> _Source text_
:::
It seems to be tuned to reach this objective, but throw away a lot of compression ratio to get there.
Consequently, brotli -0 is not comparable to zstd -1,
it takes brotli -2 to produce an equivalent compressed size .
By that time though, zstd is much, much faster.
Which is exactly the question I'm trying to get answers to :
which algorithm compresses better for a given speed budget ?
That's what matters, at least in our datacenter.
I'm not interested in ultra slow mode, but while at it,
I wanted to complete the picture with the missing compression speed of brotli - 11.
It produced :
zstd -22 : 2.95 MB/s
brotli -11 : 0.53 MB/s
So that's > 5x difference. It surely helps to reach better compression ratios.
I also wanted an answer to "by how much the dictionary helps ?".
Fortunately, TurboBench can help, thanks to a special mode which turns off dictionary compression.
By using it on the very same sample, brotli -11 compressed size increases
from 25413 to 26639 bytes. 5% larger, clearly not negligible.
Still good, but it cuts the advertised size difference in half.
Anyway, clearly I feel disappointed to have to redo the tests myself,
because some inconvenient results were intentionally undisclosed (or not produced).
This really undermines my trust in future publications.
That learned me something : trust only benchmark done by yourself.
And now, I should probably benchmark even more ...
If you read your own results with care you will notice that your results also show that fastest brotli is faster than fastest zstd. Your results also show that brotli compresses more than zstd at higher settings, even if you turn off the static dictionary of brotli.
If you are interested at zstd 0.7.1 -22, you can reach the same compression density with brotli 0.4.0 at quality setting -7 (at least for this file with the static dictionary). Then you are comparing a brotli's compression speed of 57 MB/s to zstd's 4.01 MB/s. Brotli is 14x faster at this compression density.
:::
> _Records provided_
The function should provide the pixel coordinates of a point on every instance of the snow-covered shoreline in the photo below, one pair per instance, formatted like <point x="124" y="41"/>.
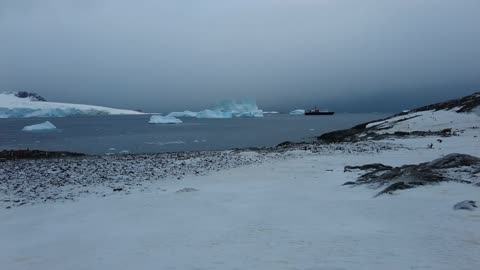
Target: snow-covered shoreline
<point x="277" y="208"/>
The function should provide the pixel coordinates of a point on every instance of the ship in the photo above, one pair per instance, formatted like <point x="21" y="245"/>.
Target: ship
<point x="318" y="112"/>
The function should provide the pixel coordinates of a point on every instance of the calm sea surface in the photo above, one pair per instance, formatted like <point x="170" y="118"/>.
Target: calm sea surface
<point x="114" y="134"/>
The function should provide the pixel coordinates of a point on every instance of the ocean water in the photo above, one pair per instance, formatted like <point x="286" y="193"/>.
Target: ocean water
<point x="114" y="134"/>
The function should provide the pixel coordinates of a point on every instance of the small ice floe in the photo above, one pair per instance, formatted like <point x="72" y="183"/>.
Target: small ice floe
<point x="165" y="143"/>
<point x="45" y="126"/>
<point x="297" y="112"/>
<point x="465" y="205"/>
<point x="160" y="119"/>
<point x="183" y="190"/>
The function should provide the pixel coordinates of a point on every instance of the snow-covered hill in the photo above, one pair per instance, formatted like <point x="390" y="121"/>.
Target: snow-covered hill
<point x="19" y="105"/>
<point x="445" y="119"/>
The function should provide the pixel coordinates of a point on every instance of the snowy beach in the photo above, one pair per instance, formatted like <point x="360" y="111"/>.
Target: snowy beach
<point x="284" y="207"/>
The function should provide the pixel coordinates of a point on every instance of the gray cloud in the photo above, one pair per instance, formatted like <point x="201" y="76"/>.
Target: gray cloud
<point x="173" y="55"/>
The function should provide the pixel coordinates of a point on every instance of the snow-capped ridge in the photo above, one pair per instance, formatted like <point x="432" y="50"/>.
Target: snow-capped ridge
<point x="443" y="119"/>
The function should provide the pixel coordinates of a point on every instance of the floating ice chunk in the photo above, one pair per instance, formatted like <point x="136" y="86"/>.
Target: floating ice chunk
<point x="241" y="108"/>
<point x="214" y="114"/>
<point x="225" y="109"/>
<point x="160" y="119"/>
<point x="45" y="126"/>
<point x="183" y="114"/>
<point x="14" y="106"/>
<point x="297" y="112"/>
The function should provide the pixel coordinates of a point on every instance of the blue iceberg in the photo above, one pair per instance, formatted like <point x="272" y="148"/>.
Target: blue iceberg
<point x="45" y="126"/>
<point x="226" y="109"/>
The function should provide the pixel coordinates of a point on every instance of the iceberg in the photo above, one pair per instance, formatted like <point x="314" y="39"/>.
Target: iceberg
<point x="45" y="126"/>
<point x="160" y="119"/>
<point x="214" y="114"/>
<point x="297" y="112"/>
<point x="183" y="114"/>
<point x="24" y="105"/>
<point x="225" y="109"/>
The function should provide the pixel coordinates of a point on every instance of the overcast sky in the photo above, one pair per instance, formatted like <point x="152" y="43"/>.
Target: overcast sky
<point x="166" y="55"/>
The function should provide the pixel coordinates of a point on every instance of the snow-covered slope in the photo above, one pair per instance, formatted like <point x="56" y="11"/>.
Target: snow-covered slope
<point x="12" y="106"/>
<point x="446" y="118"/>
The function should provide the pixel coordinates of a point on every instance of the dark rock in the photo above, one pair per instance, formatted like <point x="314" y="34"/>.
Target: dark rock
<point x="183" y="190"/>
<point x="374" y="166"/>
<point x="35" y="154"/>
<point x="409" y="176"/>
<point x="285" y="144"/>
<point x="465" y="205"/>
<point x="393" y="187"/>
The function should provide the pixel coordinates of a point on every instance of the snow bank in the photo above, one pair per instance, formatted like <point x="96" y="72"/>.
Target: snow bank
:::
> _Exercise_
Answer these questions from the brotli and zstd discussion:
(a) What compression speed is listed for brotli -11?
(b) With the dictionary turned off, what does the brotli -11 compressed size increase to on the sample?
(c) In the reply, which brotli 0.4.0 quality setting reaches the same compression density as zstd 0.7.1 -22?
Answer from the text alone; the records are not needed.

> _Response to the task_
(a) 0.53 MB/s
(b) 26639 bytes
(c) -7